## Quoted passage:
'''

29. The method of claim 28, wherein the multiplicity of delays comprises fractional delays.
30. The method of claim 28 or 29, the method further comprises delay calculation, wherein:
the beam steering is further configured to provide a delay steering signal;
the multi-channel delaying is further configured to provide a multiplicity of controllable delays; and
the delay calculation is configured to control the multiplicity of controllable delays based on the delay steering signal from the beam steering.
31. The method of any of claims 21 to 30, wherein applying the less-directional microphone functionality comprises: first multi-channel allpass filtering with a multiplicity of allpass filters of the filtered or unfiltered second microphone signals;
second summing operatively downstream of the multi-channel delaying to sum up the delayed filtered or unfiltered multiplicity of second microphone signals to provide a sum signal; and
second single-channel acoustic echo canceling with an acoustic echo canceler based on the sum signal to provide the less-directional signal.
32. The method of any of claims 24 to 27, wherein applying the less-directional microphone functionality comprises:
second multi-channel allpass filtering with a multiplicity of allpass filters downstream of the multi-channel acoustic echo canceling; and
second summing of the delayed filtered or unfiltered multiplicity of second microphone signals downstream of the multi-channel delaying to provide a sum signal.

'''

## Given instruction a:
Identify every line in the records below that contains the string "tree", and copy each of those lines. Case counts.

[Named-object pointing records]
'''

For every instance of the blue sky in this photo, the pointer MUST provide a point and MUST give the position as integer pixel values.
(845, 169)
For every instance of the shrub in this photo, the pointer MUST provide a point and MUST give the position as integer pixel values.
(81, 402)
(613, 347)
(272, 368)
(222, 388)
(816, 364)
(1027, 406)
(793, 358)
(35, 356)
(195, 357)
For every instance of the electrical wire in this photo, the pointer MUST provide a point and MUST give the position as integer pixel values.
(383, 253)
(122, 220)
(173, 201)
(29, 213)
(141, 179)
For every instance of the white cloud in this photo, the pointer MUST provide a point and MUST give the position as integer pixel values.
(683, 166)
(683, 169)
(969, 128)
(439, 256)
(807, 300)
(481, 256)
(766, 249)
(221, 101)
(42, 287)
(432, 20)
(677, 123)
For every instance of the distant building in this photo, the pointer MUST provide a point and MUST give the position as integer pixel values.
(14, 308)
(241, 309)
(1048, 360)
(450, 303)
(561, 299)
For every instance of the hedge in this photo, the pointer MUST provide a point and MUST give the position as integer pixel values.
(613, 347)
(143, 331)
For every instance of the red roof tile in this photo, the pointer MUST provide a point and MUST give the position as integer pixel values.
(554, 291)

'''
'''

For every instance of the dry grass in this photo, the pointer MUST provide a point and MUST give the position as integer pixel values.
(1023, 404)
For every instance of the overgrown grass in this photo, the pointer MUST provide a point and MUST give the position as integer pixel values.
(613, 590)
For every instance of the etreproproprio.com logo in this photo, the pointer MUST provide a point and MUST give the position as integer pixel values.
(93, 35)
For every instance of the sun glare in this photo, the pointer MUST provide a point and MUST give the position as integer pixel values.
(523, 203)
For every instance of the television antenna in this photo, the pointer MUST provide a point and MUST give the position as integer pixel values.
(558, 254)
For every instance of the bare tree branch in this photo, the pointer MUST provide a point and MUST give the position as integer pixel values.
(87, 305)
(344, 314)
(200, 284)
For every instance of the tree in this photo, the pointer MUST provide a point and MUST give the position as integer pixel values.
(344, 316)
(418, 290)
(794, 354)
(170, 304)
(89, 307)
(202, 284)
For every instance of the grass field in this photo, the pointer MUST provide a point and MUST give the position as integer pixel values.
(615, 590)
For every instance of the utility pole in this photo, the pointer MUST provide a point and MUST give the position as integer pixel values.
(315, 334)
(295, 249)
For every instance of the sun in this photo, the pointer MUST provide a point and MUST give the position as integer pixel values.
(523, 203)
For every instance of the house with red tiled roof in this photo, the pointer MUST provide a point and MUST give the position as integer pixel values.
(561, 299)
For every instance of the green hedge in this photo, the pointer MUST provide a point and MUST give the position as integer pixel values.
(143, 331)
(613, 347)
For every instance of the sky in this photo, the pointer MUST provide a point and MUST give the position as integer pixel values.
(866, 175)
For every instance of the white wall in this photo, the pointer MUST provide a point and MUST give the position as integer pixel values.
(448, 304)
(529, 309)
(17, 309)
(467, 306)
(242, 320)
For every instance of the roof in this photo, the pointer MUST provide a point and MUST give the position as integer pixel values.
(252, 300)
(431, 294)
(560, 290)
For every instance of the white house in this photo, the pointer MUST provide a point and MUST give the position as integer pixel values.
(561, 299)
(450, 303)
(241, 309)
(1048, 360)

'''

## Given instruction b:
Copy the microphone-processing claims above in full, with every word and number unchanged.

## Written reply a:
For every instance of the bare tree branch in this photo, the pointer MUST provide a point and MUST give the position as integer pixel values.
For every instance of the tree in this photo, the pointer MUST provide a point and MUST give the position as integer pixel values.

## Written reply b:
29. The method of claim 28, wherein the multiplicity of delays comprises fractional delays.
30. The method of claim 28 or 29, the method further comprises delay calculation, wherein:
the beam steering is further configured to provide a delay steering signal;
the multi-channel delaying is further configured to provide a multiplicity of controllable delays; and
the delay calculation is configured to control the multiplicity of controllable delays based on the delay steering signal from the beam steering.
31. The method of any of claims 21 to 30, wherein applying the less-directional microphone functionality comprises: first multi-channel allpass filtering with a multiplicity of allpass filters of the filtered or unfiltered second microphone signals;
second summing operatively downstream of the multi-channel delaying to sum up the delayed filtered or unfiltered multiplicity of second microphone signals to provide a sum signal; and
second single-channel acoustic echo canceling with an acoustic echo canceler based on the sum signal to provide the less-directional signal.
32. The method of any of claims 24 to 27, wherein applying the less-directional microphone functionality comprises:
second multi-channel allpass filtering with a multiplicity of allpass filters downstream of the multi-channel acoustic echo canceling; and
second summing of the delayed filtered or unfiltered multiplicity of second microphone signals downstream of the multi-channel delaying to provide a sum signal.